» **読む文章**:
━━━

所在地は、サン・ジェルマン・スルス・セーヌ村。
すなわちブルゴーニュの水は、英仏海峡に注いでいるのだ。
この源泉は、1864年、ナポレオン三世がパリ市の飛地にしてしまった。
源泉は河口より約800キロ(厳密には776キロ)、そのほぼ真ん中にパリがある。
だからこの飛地は、パリからほぼ400キロも離れている。
源泉の標高は、海抜471メートル。
セーヌ河の平均勾配は、1/1000にも満たない。
利根川は、5.7/1000に比べれば、緩やかな河である。
「セーヌ河の」と言う形容詞は、男性形で「セカネー」女性形で「セカネーズ」だが、日本語の「急かねー(セカネー)急かねーず(セカネーズ)」に通じて、面白い。
パリは河口から400キロ近くも離れていて、標高は30メートルくらいしかない。
この緩やかな流れのために、ノルマン人は船で遡航し、パリを攻めた。
しかし人や物を運ぶとき、緩やかな流れとは言え、流れに逆らうことは困難である。
流れに逆らって船を使うときには、河岸の道を馬で引っ張った。
だがブルターニュは上流なので、パリへの物の運搬は下流からに比べてうんと楽だった。
その結果、食べ物や燃料など生活必需品の多くが、ブルゴーニュからパリにもたらされた。

━━━

» **生データ**:
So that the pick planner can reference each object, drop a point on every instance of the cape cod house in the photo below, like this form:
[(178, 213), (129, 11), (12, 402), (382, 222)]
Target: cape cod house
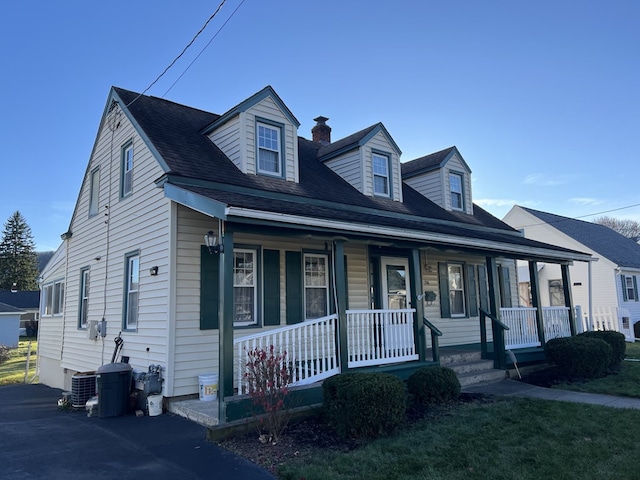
[(606, 290), (200, 236)]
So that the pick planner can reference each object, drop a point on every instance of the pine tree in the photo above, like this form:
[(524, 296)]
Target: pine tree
[(18, 259)]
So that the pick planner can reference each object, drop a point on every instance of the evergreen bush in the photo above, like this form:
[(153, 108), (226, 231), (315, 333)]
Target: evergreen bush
[(617, 342), (579, 357), (364, 404), (431, 385)]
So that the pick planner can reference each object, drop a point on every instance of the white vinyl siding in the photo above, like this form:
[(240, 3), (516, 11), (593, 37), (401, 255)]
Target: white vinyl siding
[(141, 223), (84, 297), (94, 197)]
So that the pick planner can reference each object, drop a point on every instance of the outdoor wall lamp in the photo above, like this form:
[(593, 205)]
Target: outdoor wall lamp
[(211, 241)]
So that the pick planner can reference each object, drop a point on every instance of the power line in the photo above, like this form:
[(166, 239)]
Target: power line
[(564, 219), (180, 54), (202, 51)]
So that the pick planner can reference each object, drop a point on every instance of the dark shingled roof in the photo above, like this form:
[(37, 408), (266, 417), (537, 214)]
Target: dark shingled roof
[(195, 163), (621, 250), (27, 299)]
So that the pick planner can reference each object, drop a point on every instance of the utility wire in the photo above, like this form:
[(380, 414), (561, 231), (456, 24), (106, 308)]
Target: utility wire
[(564, 219), (180, 54), (202, 51)]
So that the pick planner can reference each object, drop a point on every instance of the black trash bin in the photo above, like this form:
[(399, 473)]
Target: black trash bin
[(114, 388)]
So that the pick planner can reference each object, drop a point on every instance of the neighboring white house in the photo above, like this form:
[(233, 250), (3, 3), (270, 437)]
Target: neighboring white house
[(337, 246), (606, 288)]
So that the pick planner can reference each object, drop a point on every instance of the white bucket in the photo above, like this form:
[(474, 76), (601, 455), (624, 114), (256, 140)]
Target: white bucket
[(208, 383), (154, 402)]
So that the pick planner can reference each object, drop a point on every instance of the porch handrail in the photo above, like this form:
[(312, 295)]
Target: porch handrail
[(310, 347), (498, 328), (435, 333)]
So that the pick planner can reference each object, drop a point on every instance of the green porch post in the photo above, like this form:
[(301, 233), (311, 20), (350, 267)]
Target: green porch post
[(225, 315), (535, 300), (341, 300), (418, 304), (568, 299), (499, 360)]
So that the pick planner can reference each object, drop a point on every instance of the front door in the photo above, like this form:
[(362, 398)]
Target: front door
[(396, 290)]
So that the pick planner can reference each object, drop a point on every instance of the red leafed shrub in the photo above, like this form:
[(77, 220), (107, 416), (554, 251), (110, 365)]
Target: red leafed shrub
[(268, 378)]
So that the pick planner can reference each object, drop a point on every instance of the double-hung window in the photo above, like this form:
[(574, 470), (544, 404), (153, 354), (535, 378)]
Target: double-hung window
[(316, 286), (269, 150), (127, 170), (132, 286), (380, 175), (630, 288), (245, 292), (456, 190), (84, 298), (53, 299), (94, 202), (456, 290)]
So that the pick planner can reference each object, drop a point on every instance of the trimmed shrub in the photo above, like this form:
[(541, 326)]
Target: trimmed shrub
[(615, 340), (431, 385), (364, 404), (579, 357)]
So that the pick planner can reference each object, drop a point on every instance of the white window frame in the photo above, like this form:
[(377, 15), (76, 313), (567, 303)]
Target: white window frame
[(127, 170), (455, 289), (454, 193), (53, 299), (83, 307), (262, 145), (385, 176), (253, 276), (629, 288), (308, 286), (94, 192), (132, 292)]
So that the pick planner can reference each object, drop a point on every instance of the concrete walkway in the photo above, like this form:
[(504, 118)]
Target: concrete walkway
[(513, 388)]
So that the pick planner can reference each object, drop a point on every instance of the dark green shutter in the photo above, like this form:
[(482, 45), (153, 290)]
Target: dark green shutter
[(443, 285), (271, 259), (293, 280), (506, 287), (472, 291), (482, 288), (209, 291)]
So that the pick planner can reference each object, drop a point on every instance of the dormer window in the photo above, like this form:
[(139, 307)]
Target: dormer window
[(269, 150), (455, 188), (380, 175)]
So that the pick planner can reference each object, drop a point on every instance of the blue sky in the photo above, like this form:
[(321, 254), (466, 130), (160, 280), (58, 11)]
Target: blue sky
[(541, 98)]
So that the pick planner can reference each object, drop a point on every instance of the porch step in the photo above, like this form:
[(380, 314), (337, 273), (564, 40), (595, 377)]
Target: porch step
[(470, 368)]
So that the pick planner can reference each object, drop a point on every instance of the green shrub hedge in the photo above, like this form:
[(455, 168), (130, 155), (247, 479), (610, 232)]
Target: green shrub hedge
[(579, 357), (364, 404), (615, 340), (430, 385)]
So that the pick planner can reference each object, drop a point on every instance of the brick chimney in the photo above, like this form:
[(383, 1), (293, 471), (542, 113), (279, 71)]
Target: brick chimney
[(321, 133)]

━━━

セーヌ河についての文章を、最後の文の次から書き進めてください。

ブルゴーニュは、パリを育てた乳房だったと言える。
そこで、ひとつ質問。
「ブルゴーニュから物を積んでパリにやって来た船は、パリで積荷を下ろした後、どうなったと思いますか?」
答「パリからブルゴーニュに戻るのはたいへんなので、パリで解体され薪として使われた」
ブルゴーニュ地方のコート・ドールに、パリを流れているあのセーヌ河の源流があることを知り、セーヌ河への関心がグッと深まった。
パリに帰ったら、見慣れたセーヌの風景を、もう一度ゆっくり眺めてみよう。
パリは、セーヌにより造られた。
パリの河岸も、たくさんの橋も、セーヌを取り巻くすべての事物が、取り囲む自然と共に社会の歴史を刻んでいる。
そこに映された無数の感慨を、噛み締め直し、味わってみよう。